#### The data

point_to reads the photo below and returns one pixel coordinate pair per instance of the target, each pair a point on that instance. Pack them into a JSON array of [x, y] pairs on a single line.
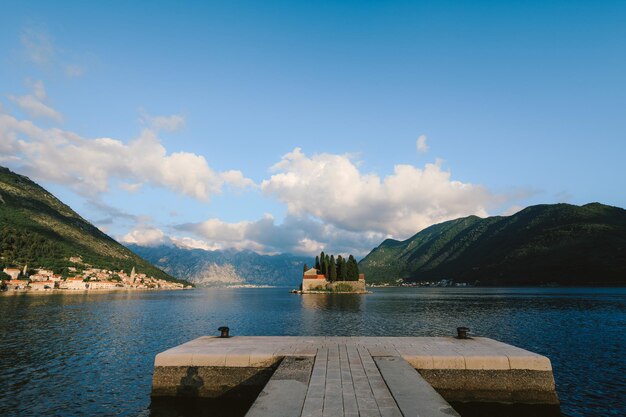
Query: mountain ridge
[[546, 243], [225, 267], [39, 230]]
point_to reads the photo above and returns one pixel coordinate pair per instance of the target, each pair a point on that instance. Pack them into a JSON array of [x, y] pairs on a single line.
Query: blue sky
[[517, 103]]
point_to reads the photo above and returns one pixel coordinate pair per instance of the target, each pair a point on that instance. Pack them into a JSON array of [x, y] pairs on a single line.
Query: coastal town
[[89, 279]]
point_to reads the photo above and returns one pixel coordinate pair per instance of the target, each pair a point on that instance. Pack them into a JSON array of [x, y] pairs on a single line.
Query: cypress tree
[[353, 269], [332, 274], [339, 266]]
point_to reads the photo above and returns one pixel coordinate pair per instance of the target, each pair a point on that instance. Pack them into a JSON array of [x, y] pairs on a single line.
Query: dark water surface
[[92, 354]]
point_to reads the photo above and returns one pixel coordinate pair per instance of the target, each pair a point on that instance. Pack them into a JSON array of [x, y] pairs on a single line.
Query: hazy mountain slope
[[225, 267], [39, 230], [559, 243]]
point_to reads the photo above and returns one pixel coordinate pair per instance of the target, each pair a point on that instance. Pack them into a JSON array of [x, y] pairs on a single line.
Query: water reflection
[[333, 302], [92, 354]]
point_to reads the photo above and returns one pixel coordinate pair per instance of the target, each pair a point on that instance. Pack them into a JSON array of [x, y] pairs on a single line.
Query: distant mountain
[[560, 243], [225, 267], [39, 230]]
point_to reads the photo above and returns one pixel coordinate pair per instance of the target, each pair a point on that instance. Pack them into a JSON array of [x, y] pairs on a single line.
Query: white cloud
[[170, 123], [145, 236], [295, 235], [512, 210], [33, 104], [332, 189], [421, 145], [88, 165], [131, 187], [37, 46]]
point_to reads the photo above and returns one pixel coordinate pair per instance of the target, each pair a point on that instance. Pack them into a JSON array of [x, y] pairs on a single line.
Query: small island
[[333, 275]]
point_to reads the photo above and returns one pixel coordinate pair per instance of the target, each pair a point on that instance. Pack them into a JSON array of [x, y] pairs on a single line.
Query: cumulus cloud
[[88, 165], [331, 188], [39, 49], [33, 104], [145, 236], [421, 145], [298, 235], [169, 123]]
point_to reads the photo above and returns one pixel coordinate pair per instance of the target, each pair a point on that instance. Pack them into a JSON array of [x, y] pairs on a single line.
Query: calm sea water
[[92, 354]]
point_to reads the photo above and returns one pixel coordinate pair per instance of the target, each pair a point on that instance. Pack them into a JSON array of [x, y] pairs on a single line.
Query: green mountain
[[39, 230], [559, 243]]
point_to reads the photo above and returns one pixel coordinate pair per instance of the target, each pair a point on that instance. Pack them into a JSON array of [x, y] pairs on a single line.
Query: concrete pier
[[448, 369]]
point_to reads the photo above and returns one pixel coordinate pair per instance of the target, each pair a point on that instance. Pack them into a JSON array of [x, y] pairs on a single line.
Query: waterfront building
[[42, 285], [12, 272]]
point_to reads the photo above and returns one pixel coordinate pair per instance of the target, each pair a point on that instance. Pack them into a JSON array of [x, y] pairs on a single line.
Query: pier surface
[[359, 375]]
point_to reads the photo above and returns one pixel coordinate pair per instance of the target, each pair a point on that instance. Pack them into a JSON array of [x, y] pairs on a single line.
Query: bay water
[[71, 354]]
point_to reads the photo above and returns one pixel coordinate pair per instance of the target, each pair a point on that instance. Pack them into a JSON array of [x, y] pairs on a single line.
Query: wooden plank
[[333, 398], [314, 402], [414, 396], [285, 393]]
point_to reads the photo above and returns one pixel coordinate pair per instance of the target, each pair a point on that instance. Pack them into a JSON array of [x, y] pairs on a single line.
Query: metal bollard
[[462, 332]]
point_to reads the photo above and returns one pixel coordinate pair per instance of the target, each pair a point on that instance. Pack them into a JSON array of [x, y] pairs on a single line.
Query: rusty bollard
[[224, 331]]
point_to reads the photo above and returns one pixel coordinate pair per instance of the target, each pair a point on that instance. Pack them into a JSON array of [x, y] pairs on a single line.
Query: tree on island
[[332, 274], [352, 269], [343, 271]]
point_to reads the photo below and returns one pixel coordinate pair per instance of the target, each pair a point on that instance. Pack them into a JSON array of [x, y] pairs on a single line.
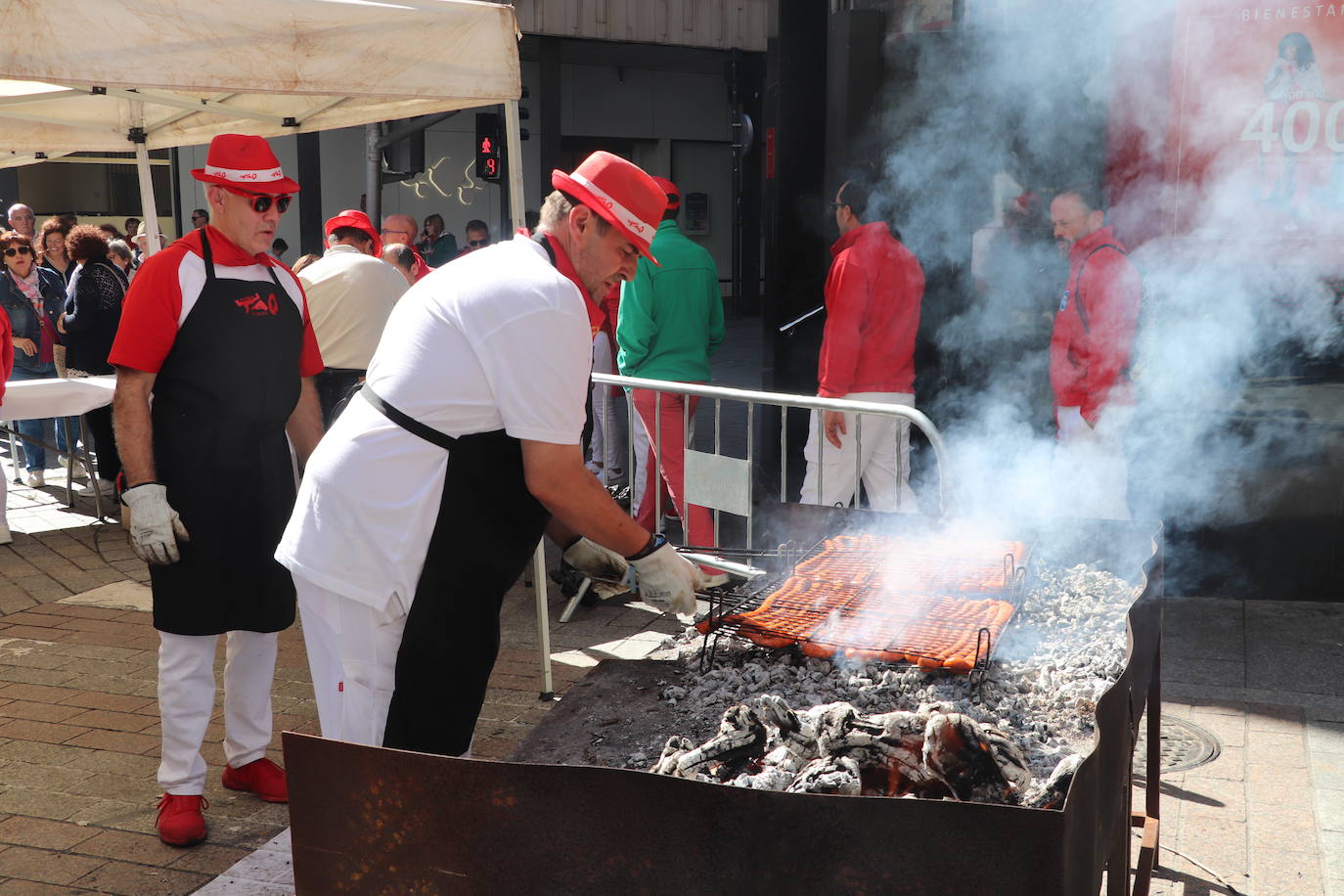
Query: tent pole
[[515, 162], [147, 183], [374, 175]]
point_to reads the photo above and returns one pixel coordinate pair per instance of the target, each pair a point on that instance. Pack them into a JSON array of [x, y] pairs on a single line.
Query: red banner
[[1256, 143]]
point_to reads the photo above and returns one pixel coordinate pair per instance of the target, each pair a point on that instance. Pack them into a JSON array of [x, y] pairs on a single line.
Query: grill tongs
[[729, 569]]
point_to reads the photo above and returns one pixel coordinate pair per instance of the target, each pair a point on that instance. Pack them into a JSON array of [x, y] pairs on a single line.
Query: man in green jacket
[[671, 321]]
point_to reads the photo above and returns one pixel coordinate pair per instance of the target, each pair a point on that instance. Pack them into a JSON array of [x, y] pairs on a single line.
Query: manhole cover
[[1185, 745]]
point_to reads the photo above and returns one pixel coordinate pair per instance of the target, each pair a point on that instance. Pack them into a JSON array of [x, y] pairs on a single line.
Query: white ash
[[1063, 649]]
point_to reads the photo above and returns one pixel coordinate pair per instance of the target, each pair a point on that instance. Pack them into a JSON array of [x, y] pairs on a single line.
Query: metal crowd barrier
[[728, 482], [723, 482]]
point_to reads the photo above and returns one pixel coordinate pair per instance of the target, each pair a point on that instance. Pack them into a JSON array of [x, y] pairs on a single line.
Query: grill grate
[[935, 602]]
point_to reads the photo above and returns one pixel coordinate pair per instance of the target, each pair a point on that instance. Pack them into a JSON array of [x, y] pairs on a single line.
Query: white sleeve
[[538, 370]]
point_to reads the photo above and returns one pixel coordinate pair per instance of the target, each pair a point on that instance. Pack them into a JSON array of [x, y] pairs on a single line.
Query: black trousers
[[105, 456], [488, 525], [334, 389]]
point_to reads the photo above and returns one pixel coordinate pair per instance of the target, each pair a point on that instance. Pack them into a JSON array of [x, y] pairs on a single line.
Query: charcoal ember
[[976, 762], [796, 733], [843, 730], [1071, 623], [742, 737], [672, 752], [777, 771], [1056, 786], [829, 776]]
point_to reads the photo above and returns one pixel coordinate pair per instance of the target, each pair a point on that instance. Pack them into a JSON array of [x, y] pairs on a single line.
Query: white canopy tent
[[133, 75]]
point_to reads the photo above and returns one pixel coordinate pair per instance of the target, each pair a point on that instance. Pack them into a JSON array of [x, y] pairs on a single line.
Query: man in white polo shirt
[[349, 291], [424, 503]]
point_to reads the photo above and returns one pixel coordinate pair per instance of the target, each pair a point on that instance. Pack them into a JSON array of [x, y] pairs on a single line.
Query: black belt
[[408, 422]]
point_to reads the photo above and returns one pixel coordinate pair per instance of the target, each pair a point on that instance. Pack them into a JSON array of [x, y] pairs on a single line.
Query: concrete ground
[[79, 733]]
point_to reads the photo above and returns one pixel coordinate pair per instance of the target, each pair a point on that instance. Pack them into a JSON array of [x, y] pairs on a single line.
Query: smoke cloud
[[977, 118]]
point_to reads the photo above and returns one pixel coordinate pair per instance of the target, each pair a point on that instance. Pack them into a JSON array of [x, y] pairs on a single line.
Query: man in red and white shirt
[[867, 355], [1091, 351], [216, 334]]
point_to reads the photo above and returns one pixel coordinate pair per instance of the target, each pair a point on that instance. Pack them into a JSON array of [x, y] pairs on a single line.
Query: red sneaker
[[262, 777], [180, 823]]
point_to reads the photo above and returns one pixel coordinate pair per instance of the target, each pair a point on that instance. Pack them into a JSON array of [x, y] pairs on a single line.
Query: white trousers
[[187, 700], [642, 456], [352, 657], [1091, 470], [606, 450], [882, 461]]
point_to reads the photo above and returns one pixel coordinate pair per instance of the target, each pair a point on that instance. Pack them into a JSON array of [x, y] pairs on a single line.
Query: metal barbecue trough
[[546, 823]]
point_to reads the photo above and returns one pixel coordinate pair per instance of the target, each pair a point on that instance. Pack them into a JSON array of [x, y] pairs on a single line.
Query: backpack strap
[[1078, 283]]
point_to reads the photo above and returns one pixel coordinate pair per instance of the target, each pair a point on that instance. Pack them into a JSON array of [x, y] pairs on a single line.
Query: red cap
[[244, 161], [359, 220], [620, 193], [671, 190]]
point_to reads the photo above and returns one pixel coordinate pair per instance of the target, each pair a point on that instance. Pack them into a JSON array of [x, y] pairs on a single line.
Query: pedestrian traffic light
[[489, 147]]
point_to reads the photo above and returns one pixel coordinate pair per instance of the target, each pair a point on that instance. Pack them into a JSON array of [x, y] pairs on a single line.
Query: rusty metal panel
[[367, 820], [381, 821], [690, 23]]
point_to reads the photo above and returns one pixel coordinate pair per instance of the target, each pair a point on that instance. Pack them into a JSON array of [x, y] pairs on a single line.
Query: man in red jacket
[[1091, 351], [867, 353]]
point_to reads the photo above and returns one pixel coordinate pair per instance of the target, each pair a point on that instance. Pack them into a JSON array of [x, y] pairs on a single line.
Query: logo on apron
[[254, 304]]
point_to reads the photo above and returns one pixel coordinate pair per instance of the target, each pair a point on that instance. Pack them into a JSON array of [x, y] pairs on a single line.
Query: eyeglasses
[[261, 202]]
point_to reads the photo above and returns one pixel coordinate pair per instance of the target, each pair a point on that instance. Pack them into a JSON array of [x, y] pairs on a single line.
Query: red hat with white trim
[[621, 193], [359, 220], [671, 190], [244, 161]]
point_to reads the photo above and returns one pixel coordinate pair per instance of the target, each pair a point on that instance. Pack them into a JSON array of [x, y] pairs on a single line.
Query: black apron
[[487, 529], [221, 403]]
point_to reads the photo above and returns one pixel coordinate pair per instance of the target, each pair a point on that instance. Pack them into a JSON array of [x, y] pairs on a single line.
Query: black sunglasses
[[261, 202]]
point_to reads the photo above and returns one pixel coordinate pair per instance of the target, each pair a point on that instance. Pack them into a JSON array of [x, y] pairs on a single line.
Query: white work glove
[[593, 559], [668, 580], [155, 527]]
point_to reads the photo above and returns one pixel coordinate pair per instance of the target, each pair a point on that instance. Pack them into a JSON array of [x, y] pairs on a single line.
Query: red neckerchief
[[566, 267]]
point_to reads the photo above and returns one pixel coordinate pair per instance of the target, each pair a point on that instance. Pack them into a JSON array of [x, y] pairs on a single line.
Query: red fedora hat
[[244, 161], [359, 220], [621, 193], [671, 190]]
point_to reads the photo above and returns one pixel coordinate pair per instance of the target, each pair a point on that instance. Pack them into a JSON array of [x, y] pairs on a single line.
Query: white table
[[57, 398]]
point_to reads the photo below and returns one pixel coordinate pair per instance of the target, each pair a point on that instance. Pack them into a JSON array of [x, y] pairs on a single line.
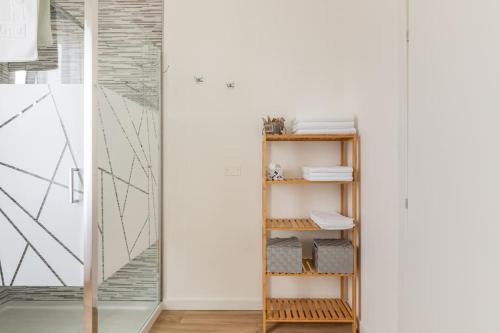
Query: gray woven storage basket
[[333, 255], [284, 255]]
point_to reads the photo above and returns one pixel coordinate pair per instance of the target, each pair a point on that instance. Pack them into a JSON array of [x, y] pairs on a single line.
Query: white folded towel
[[323, 125], [299, 119], [328, 175], [18, 30], [44, 25], [346, 178], [339, 131], [332, 169], [331, 220]]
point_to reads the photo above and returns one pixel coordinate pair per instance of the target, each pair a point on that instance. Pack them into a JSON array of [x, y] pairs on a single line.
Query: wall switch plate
[[232, 171]]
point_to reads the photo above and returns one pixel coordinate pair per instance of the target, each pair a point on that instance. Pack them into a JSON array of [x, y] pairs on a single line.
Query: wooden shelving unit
[[322, 310]]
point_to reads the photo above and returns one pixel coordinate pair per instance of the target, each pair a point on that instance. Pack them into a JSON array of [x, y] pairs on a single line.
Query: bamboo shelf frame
[[302, 224], [323, 310], [303, 310], [291, 181], [308, 269]]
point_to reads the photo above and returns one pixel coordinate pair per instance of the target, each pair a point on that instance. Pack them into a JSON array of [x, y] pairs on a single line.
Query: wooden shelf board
[[304, 310], [308, 269], [309, 137], [289, 181]]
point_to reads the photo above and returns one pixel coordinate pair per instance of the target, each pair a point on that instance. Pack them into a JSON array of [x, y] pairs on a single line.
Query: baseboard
[[212, 304], [152, 319]]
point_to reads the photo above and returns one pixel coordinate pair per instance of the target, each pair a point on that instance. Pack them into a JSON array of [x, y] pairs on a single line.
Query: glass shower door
[[41, 156], [129, 41]]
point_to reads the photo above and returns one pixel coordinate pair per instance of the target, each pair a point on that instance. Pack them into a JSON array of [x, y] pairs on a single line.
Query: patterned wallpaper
[[41, 233], [41, 135]]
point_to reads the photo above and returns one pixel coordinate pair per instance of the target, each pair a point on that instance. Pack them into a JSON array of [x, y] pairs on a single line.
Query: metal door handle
[[72, 185]]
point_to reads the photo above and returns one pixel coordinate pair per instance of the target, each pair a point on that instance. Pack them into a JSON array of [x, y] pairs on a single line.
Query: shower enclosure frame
[[90, 215]]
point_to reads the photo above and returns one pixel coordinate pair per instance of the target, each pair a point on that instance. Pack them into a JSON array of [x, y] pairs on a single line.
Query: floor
[[67, 316], [232, 322]]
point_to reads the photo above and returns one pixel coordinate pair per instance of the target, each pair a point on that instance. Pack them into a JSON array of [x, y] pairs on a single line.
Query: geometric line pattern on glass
[[113, 179], [19, 264], [35, 218], [31, 246]]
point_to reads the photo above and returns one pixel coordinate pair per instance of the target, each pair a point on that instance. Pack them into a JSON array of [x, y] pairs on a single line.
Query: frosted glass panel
[[129, 133]]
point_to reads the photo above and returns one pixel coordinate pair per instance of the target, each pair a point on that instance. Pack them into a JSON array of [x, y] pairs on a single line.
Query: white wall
[[451, 280], [374, 91], [286, 57]]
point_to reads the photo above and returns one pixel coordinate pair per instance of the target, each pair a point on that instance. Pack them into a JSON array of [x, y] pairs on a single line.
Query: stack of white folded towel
[[331, 220], [323, 125], [335, 173]]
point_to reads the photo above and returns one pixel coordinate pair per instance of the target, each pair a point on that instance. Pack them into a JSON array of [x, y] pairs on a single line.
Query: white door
[[451, 248]]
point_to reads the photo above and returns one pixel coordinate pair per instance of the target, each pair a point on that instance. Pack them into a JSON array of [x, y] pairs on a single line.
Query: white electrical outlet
[[232, 170]]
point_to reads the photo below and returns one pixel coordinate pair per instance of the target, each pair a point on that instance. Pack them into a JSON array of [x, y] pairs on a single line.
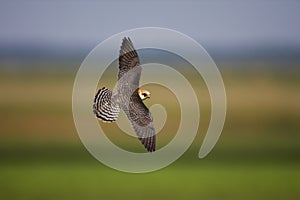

########

= Given problem =
Change "mountain ridge" to "mountain peak" in the data from its start through the line containing "[[546, 243], [225, 267], [39, 230]]", both ends included, and give those lines back with nothing else altered. Leave the pictures out.

= Answer to the problem =
point_to reads the photo below and returns one pixel coordinate pair per instance of the target, each pair a point on that instance. Pack them into a JSON array of [x, y] pairs on a single line.
Query: mountain peak
[[546, 243], [225, 267], [39, 230]]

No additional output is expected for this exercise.